## Requirement:
Give again, word for word, the lines below that run from the line with "Query: white undershirt" through the line with "Query: wheel arch". Drop the pictures.

Recorded data
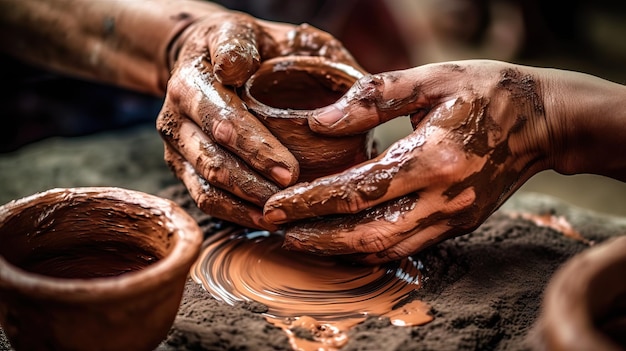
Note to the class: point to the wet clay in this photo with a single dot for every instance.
(79, 247)
(316, 300)
(93, 266)
(287, 90)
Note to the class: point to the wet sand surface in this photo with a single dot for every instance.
(484, 289)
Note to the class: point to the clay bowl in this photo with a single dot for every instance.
(287, 90)
(584, 307)
(93, 268)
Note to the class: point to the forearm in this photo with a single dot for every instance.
(592, 124)
(121, 42)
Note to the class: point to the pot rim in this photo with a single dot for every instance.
(177, 262)
(286, 63)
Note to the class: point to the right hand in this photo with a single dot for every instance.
(230, 163)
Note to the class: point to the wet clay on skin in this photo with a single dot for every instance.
(287, 90)
(315, 299)
(75, 248)
(104, 266)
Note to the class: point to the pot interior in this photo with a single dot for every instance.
(84, 238)
(300, 86)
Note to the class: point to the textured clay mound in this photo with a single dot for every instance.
(484, 289)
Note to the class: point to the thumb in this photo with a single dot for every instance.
(234, 52)
(372, 100)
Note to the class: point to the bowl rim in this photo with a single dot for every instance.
(166, 269)
(293, 62)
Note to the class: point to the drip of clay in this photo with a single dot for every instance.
(584, 306)
(287, 90)
(321, 297)
(87, 268)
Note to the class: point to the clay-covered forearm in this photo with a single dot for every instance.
(590, 131)
(119, 42)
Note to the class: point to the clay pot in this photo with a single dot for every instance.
(287, 90)
(93, 268)
(584, 307)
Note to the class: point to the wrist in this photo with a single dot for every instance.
(587, 116)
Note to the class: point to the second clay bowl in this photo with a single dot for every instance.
(93, 268)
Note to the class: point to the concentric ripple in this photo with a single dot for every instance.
(238, 265)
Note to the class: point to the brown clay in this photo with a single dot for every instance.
(321, 297)
(584, 307)
(87, 268)
(287, 90)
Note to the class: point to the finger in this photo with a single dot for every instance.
(222, 115)
(375, 99)
(386, 232)
(219, 167)
(432, 158)
(306, 40)
(234, 49)
(213, 200)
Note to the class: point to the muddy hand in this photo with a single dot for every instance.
(480, 131)
(228, 160)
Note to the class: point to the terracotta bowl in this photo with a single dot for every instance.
(93, 268)
(584, 307)
(287, 90)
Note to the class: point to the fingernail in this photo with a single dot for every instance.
(329, 115)
(281, 175)
(262, 223)
(275, 215)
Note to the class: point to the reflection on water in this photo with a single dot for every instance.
(322, 295)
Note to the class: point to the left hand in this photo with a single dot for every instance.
(480, 131)
(228, 160)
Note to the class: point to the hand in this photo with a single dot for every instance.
(230, 163)
(481, 129)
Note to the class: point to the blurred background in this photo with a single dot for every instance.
(60, 131)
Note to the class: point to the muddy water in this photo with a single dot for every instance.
(315, 299)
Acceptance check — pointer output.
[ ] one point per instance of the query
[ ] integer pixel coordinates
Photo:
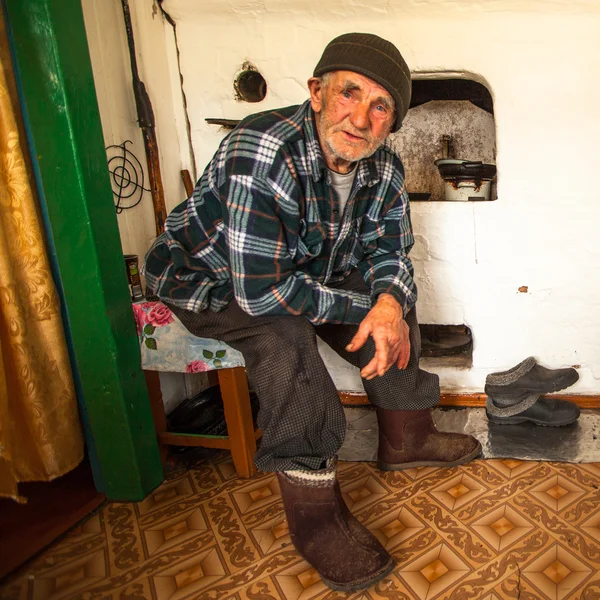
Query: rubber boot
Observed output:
(347, 556)
(408, 439)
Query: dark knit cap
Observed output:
(374, 58)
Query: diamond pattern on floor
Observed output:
(488, 530)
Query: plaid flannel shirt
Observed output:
(262, 225)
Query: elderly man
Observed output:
(298, 228)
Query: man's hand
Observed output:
(386, 325)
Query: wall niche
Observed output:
(448, 119)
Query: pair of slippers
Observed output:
(515, 396)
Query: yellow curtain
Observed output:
(40, 432)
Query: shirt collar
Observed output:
(366, 173)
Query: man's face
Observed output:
(354, 115)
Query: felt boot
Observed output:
(344, 553)
(548, 412)
(528, 378)
(408, 438)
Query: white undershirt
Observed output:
(342, 183)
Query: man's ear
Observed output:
(315, 87)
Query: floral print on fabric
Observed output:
(166, 345)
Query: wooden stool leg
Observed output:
(238, 416)
(158, 409)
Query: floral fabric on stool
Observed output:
(166, 345)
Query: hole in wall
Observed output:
(450, 120)
(250, 85)
(447, 344)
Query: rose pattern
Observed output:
(197, 366)
(157, 324)
(159, 315)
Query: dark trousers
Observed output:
(301, 416)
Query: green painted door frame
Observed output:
(52, 58)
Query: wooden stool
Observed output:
(165, 345)
(241, 438)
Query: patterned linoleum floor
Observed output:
(488, 530)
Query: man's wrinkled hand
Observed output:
(386, 325)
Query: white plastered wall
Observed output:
(540, 60)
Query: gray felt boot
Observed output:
(527, 379)
(548, 412)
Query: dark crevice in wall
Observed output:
(426, 90)
(188, 125)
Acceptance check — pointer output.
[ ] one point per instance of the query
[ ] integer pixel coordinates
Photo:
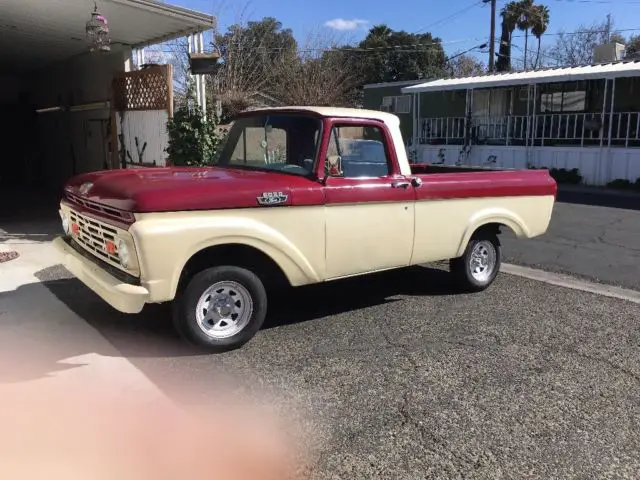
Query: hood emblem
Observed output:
(272, 198)
(85, 187)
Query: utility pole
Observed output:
(492, 38)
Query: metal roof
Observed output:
(400, 83)
(550, 75)
(34, 33)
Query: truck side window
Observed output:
(361, 151)
(260, 146)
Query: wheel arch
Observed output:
(493, 223)
(271, 265)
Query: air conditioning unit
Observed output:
(609, 52)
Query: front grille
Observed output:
(111, 270)
(114, 213)
(93, 236)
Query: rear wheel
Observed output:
(477, 268)
(221, 308)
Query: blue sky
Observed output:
(461, 24)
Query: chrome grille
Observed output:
(93, 235)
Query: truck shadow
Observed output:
(31, 320)
(598, 199)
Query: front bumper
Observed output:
(125, 297)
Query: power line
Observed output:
(606, 2)
(453, 15)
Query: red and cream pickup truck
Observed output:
(297, 196)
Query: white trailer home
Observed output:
(585, 118)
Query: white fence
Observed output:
(572, 129)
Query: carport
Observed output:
(55, 95)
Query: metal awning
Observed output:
(35, 33)
(565, 74)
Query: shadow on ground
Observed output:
(599, 199)
(151, 334)
(28, 216)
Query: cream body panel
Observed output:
(444, 227)
(294, 237)
(368, 237)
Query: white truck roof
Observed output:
(339, 112)
(391, 120)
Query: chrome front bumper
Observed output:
(124, 297)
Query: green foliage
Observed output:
(399, 55)
(525, 15)
(193, 140)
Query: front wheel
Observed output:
(477, 268)
(221, 308)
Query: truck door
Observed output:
(369, 205)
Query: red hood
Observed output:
(175, 189)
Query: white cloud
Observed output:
(344, 25)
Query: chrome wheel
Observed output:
(482, 261)
(224, 309)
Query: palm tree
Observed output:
(510, 15)
(540, 23)
(526, 11)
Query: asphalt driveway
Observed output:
(402, 379)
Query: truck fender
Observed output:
(251, 233)
(499, 216)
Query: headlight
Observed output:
(123, 253)
(66, 224)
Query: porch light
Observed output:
(98, 32)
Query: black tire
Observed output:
(185, 305)
(461, 270)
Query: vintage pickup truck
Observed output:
(297, 196)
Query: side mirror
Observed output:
(333, 166)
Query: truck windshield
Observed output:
(283, 142)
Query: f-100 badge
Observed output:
(272, 198)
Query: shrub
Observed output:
(193, 139)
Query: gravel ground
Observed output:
(402, 379)
(592, 242)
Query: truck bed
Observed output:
(426, 169)
(481, 182)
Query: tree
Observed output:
(193, 139)
(576, 48)
(540, 18)
(252, 56)
(323, 73)
(387, 55)
(465, 66)
(525, 15)
(510, 14)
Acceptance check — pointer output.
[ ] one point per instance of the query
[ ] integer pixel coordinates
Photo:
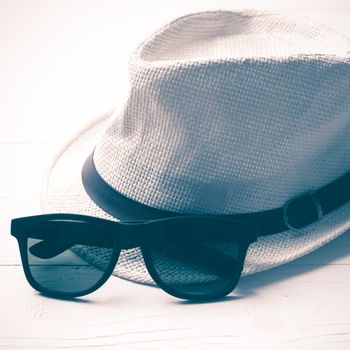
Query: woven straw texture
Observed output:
(228, 112)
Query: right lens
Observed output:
(67, 257)
(195, 259)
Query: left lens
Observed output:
(69, 257)
(196, 259)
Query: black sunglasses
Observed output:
(189, 257)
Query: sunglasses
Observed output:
(189, 257)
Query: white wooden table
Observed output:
(62, 63)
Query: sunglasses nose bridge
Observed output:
(131, 234)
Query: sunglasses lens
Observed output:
(70, 257)
(194, 261)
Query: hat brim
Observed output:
(63, 192)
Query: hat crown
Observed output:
(231, 112)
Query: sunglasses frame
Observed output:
(133, 234)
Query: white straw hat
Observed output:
(228, 112)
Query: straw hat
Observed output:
(228, 112)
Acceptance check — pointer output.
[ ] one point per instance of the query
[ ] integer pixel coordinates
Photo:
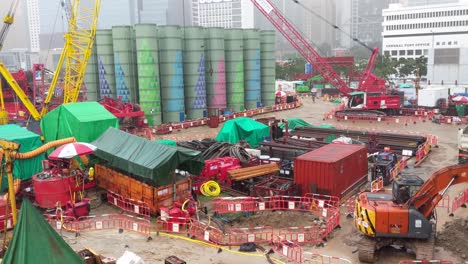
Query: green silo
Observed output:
(194, 72)
(91, 79)
(172, 73)
(125, 63)
(215, 68)
(268, 66)
(105, 58)
(252, 68)
(149, 88)
(233, 41)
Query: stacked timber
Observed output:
(254, 171)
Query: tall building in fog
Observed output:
(317, 28)
(175, 10)
(436, 31)
(226, 13)
(366, 20)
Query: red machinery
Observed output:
(58, 186)
(404, 217)
(374, 94)
(132, 118)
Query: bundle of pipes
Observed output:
(396, 142)
(211, 149)
(254, 171)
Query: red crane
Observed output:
(371, 93)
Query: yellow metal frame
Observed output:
(78, 46)
(8, 147)
(19, 92)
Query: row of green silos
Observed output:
(178, 73)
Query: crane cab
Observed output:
(405, 187)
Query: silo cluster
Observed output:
(180, 73)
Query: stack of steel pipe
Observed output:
(254, 171)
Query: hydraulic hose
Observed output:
(210, 188)
(39, 150)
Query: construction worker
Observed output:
(313, 93)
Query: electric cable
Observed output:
(210, 188)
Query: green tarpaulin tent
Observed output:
(167, 142)
(148, 161)
(243, 128)
(85, 121)
(293, 123)
(22, 169)
(36, 242)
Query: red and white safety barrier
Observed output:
(100, 222)
(425, 262)
(324, 259)
(129, 205)
(239, 236)
(459, 201)
(377, 185)
(288, 249)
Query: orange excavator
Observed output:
(405, 217)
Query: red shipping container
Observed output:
(332, 169)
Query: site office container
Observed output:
(155, 197)
(333, 169)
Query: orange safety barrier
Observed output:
(179, 225)
(324, 199)
(100, 222)
(288, 249)
(425, 261)
(129, 205)
(306, 234)
(204, 232)
(377, 184)
(324, 259)
(459, 201)
(259, 234)
(444, 203)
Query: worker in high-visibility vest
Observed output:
(91, 174)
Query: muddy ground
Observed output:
(341, 243)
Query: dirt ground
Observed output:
(342, 242)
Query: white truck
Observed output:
(463, 145)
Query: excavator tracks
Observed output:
(366, 250)
(424, 249)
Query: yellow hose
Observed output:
(39, 150)
(210, 188)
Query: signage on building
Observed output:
(212, 1)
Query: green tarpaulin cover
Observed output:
(148, 161)
(294, 123)
(36, 242)
(243, 128)
(167, 142)
(22, 169)
(85, 121)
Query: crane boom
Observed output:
(79, 41)
(429, 195)
(7, 21)
(280, 22)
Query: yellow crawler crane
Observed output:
(79, 42)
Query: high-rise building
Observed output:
(366, 20)
(179, 12)
(437, 32)
(223, 13)
(317, 25)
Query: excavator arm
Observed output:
(432, 191)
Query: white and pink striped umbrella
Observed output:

## Result of this exercise:
Query: white undershirt
Observed output:
(342, 183)
Query: man's ear
Observed output:
(315, 87)
Query: floral print on fabric
Observed output:
(166, 345)
Query: wooden stool leg
Observed output:
(238, 416)
(158, 409)
Query: floral fabric on stool
Observed output:
(166, 345)
Query: hole in wall
Observed output:
(450, 120)
(250, 85)
(447, 344)
Query: rose pattern
Observed output:
(197, 366)
(157, 324)
(159, 315)
Query: dark trousers
Observed output:
(301, 416)
Query: green painted door frame
Observed output:
(52, 58)
Query: wooden stool
Observed output:
(165, 345)
(241, 438)
Query: patterned linoleum floor
Observed output:
(488, 530)
Query: man's wrinkled hand
Observed output:
(386, 325)
Query: white plastered wall
Observed output:
(540, 60)
Query: gray felt boot
Observed output:
(527, 379)
(548, 412)
Query: dark crevice in wall
Observed output:
(426, 90)
(188, 125)
Acceptance check — pointer output.
[ ] one point per instance of the query
[ ] integer pixel coordinates
Photo:
Query: hood emblem
Observed output:
(272, 198)
(85, 187)
Query: utility pole
Observed output:
(492, 38)
Query: metal roof
Observed output:
(400, 83)
(550, 75)
(34, 33)
Query: truck side window
Observed output:
(361, 151)
(260, 146)
Query: wheel arch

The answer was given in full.